▶ Trecho do documento:
--- --- ---

Já para Cedrim, uma garota que teve 100% de sua superfície corporal queimada e foi atendida por ele ficou na lembrança. A mesma, não resistiu e foi a óbito, depois. “O que mais me marcou é saber que são crianças! E quando entrou a informação do primeiro óbito, acho que destruiu um pouquinho de cada pessoa que estava na Regulação”, disse a Tarm, Jenilce. “O que nos deixou marcados foi a forma, a crueldade feita com as crianças que não tinham nada a ver e pagaram com suas vidas!”, acrescentou o condutor socorrista Herberte. “Particularmente, tenho como um dia para não ser lembrado, pois foi um dia muito triste pra todos nós, principalmente, para mim por ter um filho que, na época, tinha a mesma idade daquelas crianças”, concluiu Herberte.
Solidariedade e reconhecimento
O SAMU Macro Norte empenhou cerca de 50 profissionais da instituição, entre médicos, enfermeiros, técnicos em enfermagem, condutores socorristas e funcionários do setor administrativo. A instituição prestou atendimento à ocorrência por cerca de 36 horas, após a solicitação inicial de atendimento. Alguns profissionais que estavam de folga não relutaram em contribuir com seu esforço para dar uma chance a mais àquelas crianças. Se envolveram, tanto no atendimento às vítimas in loco como nas inúmeras transferências, via terra ou aérea, para os hospitais de Montes Claros e Belo Horizonte.

--- --- ---

▶ Instruções do exercício:
**A.** De acordo com o trecho, por quanto tempo o SAMU Macro Norte prestou atendimento à ocorrência?
**B.** Repita sem nenhuma alteração a parte do trecho que começa com as palavras "Solidariedade e reconhecimento" e termina com "e Belo Horizonte.".

--- --- ---

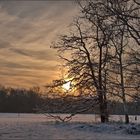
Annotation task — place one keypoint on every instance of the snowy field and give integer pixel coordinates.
(15, 126)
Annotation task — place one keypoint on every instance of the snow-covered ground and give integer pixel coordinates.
(15, 126)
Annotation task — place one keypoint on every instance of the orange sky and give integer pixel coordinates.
(26, 30)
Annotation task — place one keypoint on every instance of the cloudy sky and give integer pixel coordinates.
(26, 30)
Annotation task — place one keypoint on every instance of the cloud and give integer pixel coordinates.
(27, 28)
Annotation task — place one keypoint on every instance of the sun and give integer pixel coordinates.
(66, 86)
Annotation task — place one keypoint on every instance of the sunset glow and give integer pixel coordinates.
(66, 86)
(27, 30)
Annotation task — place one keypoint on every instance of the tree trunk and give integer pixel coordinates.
(123, 92)
(101, 94)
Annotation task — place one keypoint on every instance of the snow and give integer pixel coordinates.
(15, 126)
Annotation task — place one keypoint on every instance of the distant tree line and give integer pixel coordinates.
(19, 100)
(30, 101)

--- --- ---

▶ Respostas fornecidas:
**A.** Por cerca de 36 horas, após a solicitação inicial de atendimento.

**B.**
Solidariedade e reconhecimento
O SAMU Macro Norte empenhou cerca de 50 profissionais da instituição, entre médicos, enfermeiros, técnicos em enfermagem, condutores socorristas e funcionários do setor administrativo. A instituição prestou atendimento à ocorrência por cerca de 36 horas, após a solicitação inicial de atendimento. Alguns profissionais que estavam de folga não relutaram em contribuir com seu esforço para dar uma chance a mais àquelas crianças. Se envolveram, tanto no atendimento às vítimas in loco como nas inúmeras transferências, via terra ou aérea, para os hospitais de Montes Claros e Belo Horizonte.